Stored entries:

■ ■ ■

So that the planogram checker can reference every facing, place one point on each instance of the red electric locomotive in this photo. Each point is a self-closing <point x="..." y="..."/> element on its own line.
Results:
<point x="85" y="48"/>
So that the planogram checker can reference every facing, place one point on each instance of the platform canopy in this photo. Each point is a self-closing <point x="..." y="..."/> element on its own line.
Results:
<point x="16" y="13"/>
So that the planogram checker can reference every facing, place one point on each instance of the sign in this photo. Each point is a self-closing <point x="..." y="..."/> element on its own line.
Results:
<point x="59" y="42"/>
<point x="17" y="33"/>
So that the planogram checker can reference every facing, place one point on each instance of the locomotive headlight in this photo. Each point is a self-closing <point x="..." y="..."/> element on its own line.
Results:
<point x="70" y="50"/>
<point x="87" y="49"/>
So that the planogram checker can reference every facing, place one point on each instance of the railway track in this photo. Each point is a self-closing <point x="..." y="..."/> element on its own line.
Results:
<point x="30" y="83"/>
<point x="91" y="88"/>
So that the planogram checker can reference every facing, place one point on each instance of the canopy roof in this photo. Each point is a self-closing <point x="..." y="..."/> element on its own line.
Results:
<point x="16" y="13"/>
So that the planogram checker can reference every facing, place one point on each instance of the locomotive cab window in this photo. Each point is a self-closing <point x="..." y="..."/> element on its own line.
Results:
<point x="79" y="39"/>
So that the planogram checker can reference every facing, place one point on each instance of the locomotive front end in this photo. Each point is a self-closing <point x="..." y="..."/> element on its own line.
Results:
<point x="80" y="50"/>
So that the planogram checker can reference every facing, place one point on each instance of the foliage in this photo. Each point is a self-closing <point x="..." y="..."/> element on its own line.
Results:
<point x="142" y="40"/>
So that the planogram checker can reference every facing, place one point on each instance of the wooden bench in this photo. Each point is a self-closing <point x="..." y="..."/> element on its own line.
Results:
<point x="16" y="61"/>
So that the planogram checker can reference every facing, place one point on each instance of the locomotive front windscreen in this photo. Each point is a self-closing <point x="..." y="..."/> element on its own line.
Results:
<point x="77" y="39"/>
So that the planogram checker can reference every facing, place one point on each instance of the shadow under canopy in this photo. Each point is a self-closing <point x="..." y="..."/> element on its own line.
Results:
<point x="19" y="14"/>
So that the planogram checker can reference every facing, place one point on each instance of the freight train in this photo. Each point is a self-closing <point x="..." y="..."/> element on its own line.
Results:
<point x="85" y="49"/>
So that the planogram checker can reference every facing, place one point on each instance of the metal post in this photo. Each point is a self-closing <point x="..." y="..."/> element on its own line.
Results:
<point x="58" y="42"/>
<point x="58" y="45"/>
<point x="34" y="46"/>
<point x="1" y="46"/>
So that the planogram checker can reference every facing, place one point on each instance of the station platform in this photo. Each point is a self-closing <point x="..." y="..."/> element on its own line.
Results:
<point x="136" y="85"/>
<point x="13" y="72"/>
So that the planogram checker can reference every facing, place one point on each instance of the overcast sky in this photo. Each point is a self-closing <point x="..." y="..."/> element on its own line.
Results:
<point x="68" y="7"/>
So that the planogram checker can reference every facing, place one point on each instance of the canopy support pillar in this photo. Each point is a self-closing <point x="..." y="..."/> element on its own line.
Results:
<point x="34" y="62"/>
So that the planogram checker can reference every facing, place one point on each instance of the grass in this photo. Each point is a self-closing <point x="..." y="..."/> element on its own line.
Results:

■ ■ ■

== Stated task ==
Reproduce the full listing word for word.

== Response to this task ==
So that the planogram checker can reference every facing, place one point on each instance of the red electric locomotive in this photo. Each point is a self-closing <point x="..." y="..."/> element on its own line.
Results:
<point x="85" y="48"/>
So that the planogram checker can reference every facing, place one point on each instance of the platform canopy in this photo. Each point is a self-closing <point x="..." y="..."/> element on its own line.
Results:
<point x="16" y="13"/>
So that the planogram checker can reference every facing, place one point on each instance of the sign in this photo. Each point is a self-closing <point x="..." y="..."/> element on its own line.
Results:
<point x="59" y="42"/>
<point x="17" y="33"/>
So that the planogram checker can reference every facing, place one point on each instance of the locomotive headlight in this photo. Each point is a self-closing <point x="..." y="..."/> element on its own line.
Results:
<point x="70" y="50"/>
<point x="87" y="49"/>
So that the planogram checker can reference every facing, place one point on each instance of the railway track in this photo. Each point is a self-closing <point x="..." y="..."/> element on its own line.
Results:
<point x="30" y="83"/>
<point x="91" y="88"/>
So that the planogram checker can reference every facing, place one point on each instance of the canopy roof in this photo. Each point is a self-closing <point x="..." y="..."/> element on its own line.
Results:
<point x="16" y="13"/>
So that the planogram checker can reference every facing, place one point on each instance of the locomotive cab window in this photo. Each point is a self-closing <point x="..." y="..."/> element on its own line.
Results:
<point x="79" y="39"/>
So that the planogram checker can reference every facing, place one point on each instance of the locomotive front end in this photo. Each point is a self-closing <point x="..." y="..."/> element on its own line.
Results:
<point x="80" y="50"/>
So that the planogram checker can reference every facing, place one point on each instance of the foliage in this photo. Each point is a self-closing <point x="..." y="..."/> element on its own line.
Results:
<point x="142" y="40"/>
So that the planogram checker can reference every facing, place one point on each instance of the wooden bench in this photo. Each point is a self-closing <point x="..." y="..."/> element on its own line.
Results:
<point x="16" y="61"/>
So that the planogram checker can reference every facing, place one point on each instance of the locomotive front windscreen in this photo. Each point is a self-closing <point x="..." y="..."/> element on its own line.
Results:
<point x="77" y="39"/>
So that the planogram checker can reference every facing, place one point on each instance of the shadow under canopy in this photo. Each point is a self-closing <point x="..." y="..."/> element on its own line.
Results:
<point x="19" y="14"/>
So that the planogram checker can reference every facing, place one point on each instance of the freight train in this photo. Each point is a self-closing <point x="..." y="..."/> element on its own line.
Results:
<point x="85" y="49"/>
So that the planogram checker can reference every facing, place one point on each instance of the metal post in this photo. Each point is a self-closing <point x="..." y="..."/> element on its own line.
Results:
<point x="58" y="42"/>
<point x="58" y="45"/>
<point x="34" y="46"/>
<point x="1" y="46"/>
So that the planogram checker can reference every facing, place one point on each instance of the station platform in this photo. Each point is a self-closing <point x="..." y="..."/> element on its own line.
Results:
<point x="136" y="85"/>
<point x="13" y="72"/>
So that the planogram checker can reference every facing, place one point on each instance of the overcast sky in this photo. Each point is a self-closing <point x="..." y="..."/> element on its own line.
Results:
<point x="68" y="7"/>
So that the planogram checker can reference every facing, place one point on each instance of the canopy support pillar in this photo. Each point is a self-closing <point x="..." y="..."/> element on its own line.
Results:
<point x="34" y="62"/>
So that the planogram checker can reference every facing, place one point on each instance of the grass in this photo. Each point is a self-closing <point x="..." y="..."/> element on its own line.
Results:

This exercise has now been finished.